(EXCERTO FORNECIDO):
──────────

Diz Fátima Felgueiras que acabou a condenação que dura há dez anos e, na estrita perspectiva do que é o Estado de direito, ninguém a pode censurar. Mas se o que conta para o seu perfil de futuro é a acusação de três crimes de gravidade comedida (aceitando-se previamente que há crimes assim), no sentimento geral da comunidade que a viu ser acusada, que a viu fugir para o Brasil e que a viu ser absolvida sobrará sempre aquela terrível consciência de que o seu processo é mais uma bala no frágil corpo do sistema judicial.
O que se passou ontem em Felgueiras é por isso um testemunho da propensão para irrealidade do formalismo. Mas é também um sintoma trágico da degradação do nível exigência que qualquer sociedade sã deve ter em relação à sua esfera pública. Quando perante factos como os que estiveram em julgamento se prefere olhar o mundo como um paraíso em vez de se acreditar que a corrupção existe e se move como um polvo nas entranhas do poder político, está-se a dar luz verde para que seja legítimo acreditar, como muitos, que todos os políticos e, mormente, todos os autarcas são corruptos e que o sistema existe para os proteger.
Aguardemos. Talvez haja recurso da decisão da primeira instância, talvez na Relação haja quem não acredite no Menino Jesus e encare os factos com a crueza da realidade. Talvez, até, os factos dados como provados sejam reavaliados e a decisão absurda de ontem ganhe finalmente coerência a posteriori. Ou talvez não, talvez estejamos condenados a tudo tolerar à custa de um conceito de justiça que vive à procura de expedientes processuais para nos fazer acreditar num mundo melhor.
5 comentários:
1. Três anos e uns trocados de pena suspensa, não foi?

──────────

(EXCERTOS DE REGISTOS):
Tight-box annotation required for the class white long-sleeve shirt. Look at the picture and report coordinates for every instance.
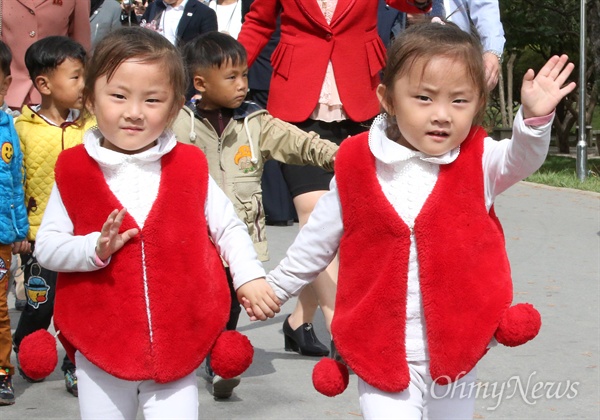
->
[35,129,265,288]
[267,111,551,361]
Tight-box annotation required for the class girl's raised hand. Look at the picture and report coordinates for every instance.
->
[521,54,576,119]
[96,209,139,261]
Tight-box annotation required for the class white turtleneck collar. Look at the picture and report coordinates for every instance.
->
[369,114,460,165]
[83,127,177,167]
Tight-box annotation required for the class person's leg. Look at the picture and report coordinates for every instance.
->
[205,268,242,398]
[0,244,15,405]
[288,191,338,332]
[60,354,79,397]
[358,362,427,420]
[282,120,369,356]
[75,352,139,420]
[10,254,27,311]
[423,368,477,420]
[139,372,198,420]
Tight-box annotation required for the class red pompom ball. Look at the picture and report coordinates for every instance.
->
[210,331,254,379]
[313,358,350,397]
[495,303,542,347]
[19,330,58,380]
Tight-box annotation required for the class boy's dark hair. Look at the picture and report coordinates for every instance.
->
[183,31,248,77]
[0,41,12,77]
[25,36,86,82]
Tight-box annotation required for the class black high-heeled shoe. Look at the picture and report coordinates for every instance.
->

──────────

(OBJETIVO DA TAREFA):
Continue o texto sobre o processo de Fátima Felgueiras a partir do ponto em que termina. As linhas constituem material à parte, distinto do texto sobre o processo de Fátima Felgueiras.

(RESPOSTA ESCRITA):
2. Perda de mandato mas parece que vai recorrer (advogado dixit);
3. Multa de 144 euros; terei lido bem?!!! (aqui é que foi uma multa 'à grosa'!) ihihih
4. Não sei quem são os santinhos da Fátinha mas parece que não 'funcionam' mal!
Em Portugal a justiça é muito estranha . Oito anos para chegar a julgamento e a montanha parir um rato não é justiça . Ou quem sabe talvez seja pelo facto de a dita senhora ter fugido para o Brasil e de ter até como testemunhas abonatórias o Armando Vara e outros.
O mais grave é que vamos tendo esta sensação, que nunca nos larga, que a justiça em Portugal não existe . Isto põe obviamente em causa a democracia .
E cá para mim, desconfio que o processo do sr. Isaltino Morais, há-de ir de recurso em recurso até ao arquivamento final.
Portugal é um país em que a corrupção navega em banda larga .
Um escândalo, falta de vergonha na cara, país de fantoches...
Se não fosse tão velho ía criar raízes para outro lado.
É triste este espectáculo que a justiça dá. Que mau exemplo para todo o cidadão e para os nossos Jovens.
José da Mota Carvalho
Felgueiras, Felgueiras. Rima com... com quê?